• Activity
Your task is to return all of the entries below exactly, leaving out each picture.

Stored data entries
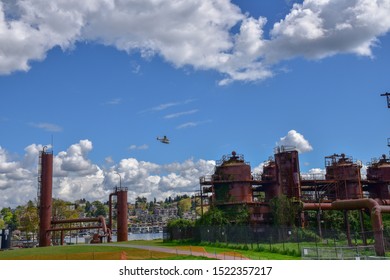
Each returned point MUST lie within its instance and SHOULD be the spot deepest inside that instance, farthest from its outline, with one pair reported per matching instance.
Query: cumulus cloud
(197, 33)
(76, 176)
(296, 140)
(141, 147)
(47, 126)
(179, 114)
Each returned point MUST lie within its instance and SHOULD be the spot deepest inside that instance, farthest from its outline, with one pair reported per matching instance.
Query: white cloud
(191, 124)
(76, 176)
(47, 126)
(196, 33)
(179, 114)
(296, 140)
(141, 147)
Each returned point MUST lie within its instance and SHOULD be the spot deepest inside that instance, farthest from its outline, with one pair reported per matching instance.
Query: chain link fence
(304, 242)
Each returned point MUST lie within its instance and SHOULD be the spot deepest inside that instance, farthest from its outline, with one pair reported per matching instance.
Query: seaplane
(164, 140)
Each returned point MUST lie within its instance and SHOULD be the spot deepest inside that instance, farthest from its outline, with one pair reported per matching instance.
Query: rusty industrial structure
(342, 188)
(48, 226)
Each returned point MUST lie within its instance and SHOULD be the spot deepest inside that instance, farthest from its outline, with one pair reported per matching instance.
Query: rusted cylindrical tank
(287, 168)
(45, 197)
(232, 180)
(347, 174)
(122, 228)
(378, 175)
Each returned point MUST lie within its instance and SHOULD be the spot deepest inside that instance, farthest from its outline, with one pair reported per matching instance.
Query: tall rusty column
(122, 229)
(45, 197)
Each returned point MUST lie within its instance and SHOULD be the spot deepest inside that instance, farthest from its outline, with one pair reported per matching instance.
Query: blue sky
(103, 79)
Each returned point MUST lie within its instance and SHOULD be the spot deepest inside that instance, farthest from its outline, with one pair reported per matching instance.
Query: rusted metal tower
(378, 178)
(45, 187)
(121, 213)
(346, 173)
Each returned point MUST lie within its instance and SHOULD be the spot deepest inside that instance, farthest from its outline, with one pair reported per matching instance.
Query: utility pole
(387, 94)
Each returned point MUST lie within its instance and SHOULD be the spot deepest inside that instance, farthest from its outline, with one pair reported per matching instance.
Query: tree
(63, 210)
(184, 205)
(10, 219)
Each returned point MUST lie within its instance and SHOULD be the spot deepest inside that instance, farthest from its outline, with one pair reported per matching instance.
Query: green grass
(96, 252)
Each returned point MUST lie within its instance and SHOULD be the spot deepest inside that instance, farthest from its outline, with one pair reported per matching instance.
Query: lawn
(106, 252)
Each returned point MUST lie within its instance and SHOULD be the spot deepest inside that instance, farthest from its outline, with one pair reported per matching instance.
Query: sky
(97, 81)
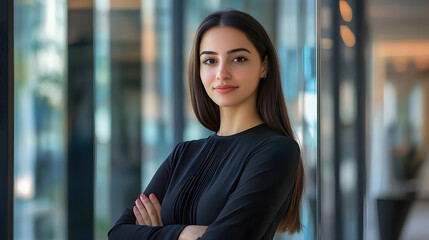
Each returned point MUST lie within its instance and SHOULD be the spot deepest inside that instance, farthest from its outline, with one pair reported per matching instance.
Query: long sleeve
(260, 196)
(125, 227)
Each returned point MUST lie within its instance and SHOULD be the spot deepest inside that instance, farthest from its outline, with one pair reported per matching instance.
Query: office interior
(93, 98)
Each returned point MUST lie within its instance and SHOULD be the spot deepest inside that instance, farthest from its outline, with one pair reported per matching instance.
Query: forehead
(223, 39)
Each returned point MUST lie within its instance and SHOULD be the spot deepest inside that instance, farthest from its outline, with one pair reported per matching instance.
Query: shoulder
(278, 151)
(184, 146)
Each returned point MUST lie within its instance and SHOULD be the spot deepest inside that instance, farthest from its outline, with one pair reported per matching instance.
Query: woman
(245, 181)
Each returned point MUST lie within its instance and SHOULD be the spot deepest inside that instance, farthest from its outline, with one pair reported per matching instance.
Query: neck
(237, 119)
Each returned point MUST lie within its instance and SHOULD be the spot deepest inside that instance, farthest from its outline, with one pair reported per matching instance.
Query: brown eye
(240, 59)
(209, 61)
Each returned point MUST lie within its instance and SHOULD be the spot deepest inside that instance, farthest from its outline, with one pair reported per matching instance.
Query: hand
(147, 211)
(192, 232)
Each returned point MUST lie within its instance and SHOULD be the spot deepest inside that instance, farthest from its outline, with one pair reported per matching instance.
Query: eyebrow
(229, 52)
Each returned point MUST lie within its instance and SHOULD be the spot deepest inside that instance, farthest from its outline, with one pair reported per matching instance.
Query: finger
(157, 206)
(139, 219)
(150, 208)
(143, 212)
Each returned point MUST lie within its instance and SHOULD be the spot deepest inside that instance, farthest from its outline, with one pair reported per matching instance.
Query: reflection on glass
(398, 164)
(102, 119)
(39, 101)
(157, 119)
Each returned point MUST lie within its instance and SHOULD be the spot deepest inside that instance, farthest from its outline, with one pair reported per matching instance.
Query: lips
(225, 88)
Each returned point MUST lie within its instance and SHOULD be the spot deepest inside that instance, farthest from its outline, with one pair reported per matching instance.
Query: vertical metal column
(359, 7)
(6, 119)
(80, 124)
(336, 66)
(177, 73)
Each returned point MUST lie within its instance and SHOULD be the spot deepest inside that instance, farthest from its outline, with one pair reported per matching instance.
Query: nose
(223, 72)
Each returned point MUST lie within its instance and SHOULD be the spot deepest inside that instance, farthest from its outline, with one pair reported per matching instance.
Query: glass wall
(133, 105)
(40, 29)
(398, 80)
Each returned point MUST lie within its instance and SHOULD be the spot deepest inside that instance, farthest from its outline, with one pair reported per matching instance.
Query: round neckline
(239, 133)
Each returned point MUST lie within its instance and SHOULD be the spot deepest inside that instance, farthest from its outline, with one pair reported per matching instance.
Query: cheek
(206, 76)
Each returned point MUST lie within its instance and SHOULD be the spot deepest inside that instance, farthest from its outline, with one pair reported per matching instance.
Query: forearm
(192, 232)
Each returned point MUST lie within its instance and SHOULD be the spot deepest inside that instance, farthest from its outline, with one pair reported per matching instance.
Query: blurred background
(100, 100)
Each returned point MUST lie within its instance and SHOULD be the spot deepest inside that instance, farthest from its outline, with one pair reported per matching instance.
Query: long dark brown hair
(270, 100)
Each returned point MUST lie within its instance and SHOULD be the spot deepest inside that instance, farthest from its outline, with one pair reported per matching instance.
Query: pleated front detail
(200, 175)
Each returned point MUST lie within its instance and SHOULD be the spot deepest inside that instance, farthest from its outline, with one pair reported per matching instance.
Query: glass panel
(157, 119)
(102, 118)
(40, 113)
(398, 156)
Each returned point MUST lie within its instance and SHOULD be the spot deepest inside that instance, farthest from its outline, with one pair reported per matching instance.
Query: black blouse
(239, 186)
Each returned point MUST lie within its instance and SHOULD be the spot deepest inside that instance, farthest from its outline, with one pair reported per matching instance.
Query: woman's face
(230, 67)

• Exercise response
Each returned point MUST lie within its instance and SHOULD be the spot deepest inside that instance, farthest from its outline, with one pair reported per matching instance.
Query: cumulus cloud
(197, 33)
(76, 176)
(296, 140)
(141, 147)
(47, 126)
(179, 114)
Each returned point MUST lie within its instance and SHOULD be the spot deepest inside that instance, farthest from its outline, with one pair reported per matching instance.
Query: white cloud
(191, 124)
(76, 176)
(47, 126)
(196, 33)
(179, 114)
(296, 140)
(141, 147)
Each returned point MUST lie within its instance and SHOULD be the spot deepest inside that instance, farthest from its outline, with one pair reported per matching instance.
Query: chain link fence
(304, 242)
Each returned point MUST lie within its instance and SHOULD be the spot deepest inside that instance, farthest from its outline, with one pair reported per matching instance.
Query: seaplane
(164, 140)
Each returned point MUST lie within its instance and SHOULD be the spot deepest inside that instance, farthest from its outline, with one pair reported per matching instance.
Query: rusty industrial structure
(342, 188)
(48, 226)
Each returned point MUST lie within its instance and SHOULD be the spot deepest inside that instance, farthest from its outline, with one pair reported per matching instance.
Query: rusted cylindrical tank
(287, 168)
(45, 197)
(232, 180)
(347, 174)
(122, 228)
(378, 175)
Each returned point MUST lie within its instance and SHOULD be the spot deepest inside that instance, farthest from its outline, with one pair reported per matching instance.
Query: tall rusty column
(122, 229)
(45, 197)
Each returned point MUST lie within its instance and SHOULD be the spot deepest inside that instance, farthest from its outline, with one pair reported per matching instance.
Query: blue sky
(103, 79)
Each returned point MUST lie within its instance and SHOULD be the spot deepest inside that instance, farthest from its outline, with one pair reported per matching instance.
Query: rusted metal tower
(378, 178)
(45, 187)
(121, 213)
(346, 173)
Each returned point MUST lie within its instance and SHOULD be the spot deepest inside that instance, farthest from its outline, with one pair reported per matching instance.
Query: utility pole
(387, 94)
Each returned point MUST lie within its instance and SHOULD be the spot deepest inside that instance, farthest from its outline, with one pair reported per matching instance.
Query: tree
(63, 210)
(184, 205)
(10, 219)
Each returned point MUST lie within its instance and SHOULD be the spot deepest inside that instance, farthest from its outline, with one pair reported per matching instance.
Query: green grass
(96, 252)
Each returned point MUST lie within its instance and SHOULD be the spot deepest inside that instance, farthest from its outline, with one pair reported per matching instance.
Query: lawn
(106, 252)
Each returned point MUST lie within its instance and SHOULD be the spot deepest inside that instance, farthest from its outline, with one pair reported per matching instance.
Query: sky
(97, 81)
Each returned point MUST lie within its instance and SHOULD be the spot deepest inside that instance, farthest from its outline, with one pair reported per matching instance.
Query: long sleeve
(260, 196)
(125, 227)
Each returned point MUST lie within its instance and SHOULD be the spot deepest inside that instance, farthest from its outline, with one pair reported per matching instance.
Query: office interior
(93, 98)
Each returned point MUST lie within its instance and SHOULD be the spot deepest inside that instance, farthest from its outline, with one pair reported per matching instance.
Query: forehead
(223, 39)
Each returned point MUST lie within its instance and SHOULD be the spot deepest inside that instance, farthest from its outline, with one pair reported per matching instance.
Query: shoulder
(278, 151)
(184, 146)
Each returned point MUST lie within its instance and SHOULD be the spot deepest inside that instance, farthest from its outline, with one pair reported per matching instance.
Query: woman
(245, 181)
Each returned point MUST lie within its instance and SHOULD be the spot deepest inside that instance, farthest from its outline, with one pair reported per matching instance.
Query: neck
(237, 119)
Each returned point MUST lie within its instance and SHOULD be the spot deepest inside that instance, farthest from its outline, with one pair reported per matching instance.
Query: brown eye
(240, 59)
(209, 61)
Each returned point MUST lie within its instance and SHOULD be the spot deepest inside that instance, farthest from its outline, with one pair reported per matching instance.
Query: hand
(147, 211)
(192, 232)
Each returned point MUST lie within its instance and SHOULD be the spot deepest inside that instance, farthest from its outline, with one pair reported per matching instance.
Query: eyebrow
(229, 52)
Each returned point MUST lie within its instance and SHOULD be the spot deepest inside that instance, farthest from its outline, with one pair reported per matching instance.
Query: finger
(157, 206)
(139, 219)
(150, 208)
(143, 212)
Each returned point MUST lie within its instance and SHOULD be the spot deepest inside that instance, farthest from its outline, with one pair reported per matching instance.
Query: reflection on glass
(398, 164)
(102, 119)
(39, 101)
(157, 119)
Each returned point MUST lie within its instance and SHOULD be the spot deepest inside that instance, farthest from its outline, with one pair reported per matching instance.
Query: lips
(225, 88)
Each returned point MUST lie within its instance and SHOULD be the spot deepest inside that instance, farthest from its outline, with one pair reported per matching instance.
Query: vertical metal column
(359, 7)
(6, 119)
(80, 124)
(336, 66)
(177, 73)
Each returned point MUST lie within its instance and SHOULD be the spot deepest inside that instance, farthest from its outline, with one pair reported per matching instance.
Query: nose
(223, 72)
Each returned point MUST lie within its instance and SHOULD be the spot deepest inside that instance, farthest from its outline, with one pair reported per matching instance.
Query: glass wall
(133, 105)
(40, 29)
(398, 80)
Each returned point MUST lie within its instance and SHOULD be the spot deepest inside that instance, farthest from its outline, with one pair reported per matching instance.
Query: round neckline
(239, 133)
Each returned point MUST lie within its instance and SHOULD be the spot deepest inside that instance, farthest from its outline, with one pair reported per matching instance.
Query: cheek
(206, 76)
Each returned point MUST lie within its instance and SHOULD be the spot deepest inside that instance, farthest from its outline, with one pair reported per matching instance.
Query: forearm
(192, 232)
Each returned point MUST lie within its instance and SHOULD be the spot deepest inside that instance, farthest from its outline, with one pair reported per matching instance.
Query: blurred background
(100, 100)
Each returned point MUST lie within its instance and SHOULD be the spot deepest inside that instance, farthest from its outline, with one pair reported per matching instance.
Query: long dark brown hair
(270, 100)
Each returned point MUST lie within its instance and SHOULD be the spot deepest inside that instance, farthest from its outline, with one pair reported per matching instance.
Query: pleated front detail
(200, 175)
Each returned point MUST lie within its instance and SHOULD be the spot deepest inside that instance, farthest from its outline, with one pair reported per matching instance.
Query: glass panel
(157, 119)
(102, 118)
(40, 113)
(398, 156)
Each returned point MUST lie within its instance and SHOULD be the spot deepest inside that instance, farthest from its outline, with one pair reported per matching instance.
Query: black blouse
(239, 186)
Each returned point MUST lie within its instance and SHOULD be the spot deepest inside that instance, farthest from its outline, with one pair reported per matching instance.
Query: woman's face
(230, 67)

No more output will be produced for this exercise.